ACTION ITEM. Check each line of the records below and collect those that include the word "tree".

BEGIN DATA RECORDS

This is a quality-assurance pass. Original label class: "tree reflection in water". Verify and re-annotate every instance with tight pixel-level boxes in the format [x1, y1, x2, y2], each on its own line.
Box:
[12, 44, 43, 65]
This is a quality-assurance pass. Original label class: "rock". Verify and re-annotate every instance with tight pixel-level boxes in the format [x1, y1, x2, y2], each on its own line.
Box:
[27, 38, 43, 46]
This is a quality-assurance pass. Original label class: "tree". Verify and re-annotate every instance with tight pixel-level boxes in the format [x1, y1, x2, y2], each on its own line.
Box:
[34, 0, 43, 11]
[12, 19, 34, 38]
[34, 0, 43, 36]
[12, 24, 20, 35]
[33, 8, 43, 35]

END DATA RECORDS

EXERCISE RESULT.
This is a quality-assurance pass. Original label class: "tree reflection in water". Verify and re-annotate every instance with tight pixel-level boxes in the format [x1, y1, x2, y2], each on its own line.
This is a quality-assurance pass. Original label class: "tree". Verify and re-annotate every instance with tight pixel-level boxes in the format [x1, y1, x2, y2], each on its own line.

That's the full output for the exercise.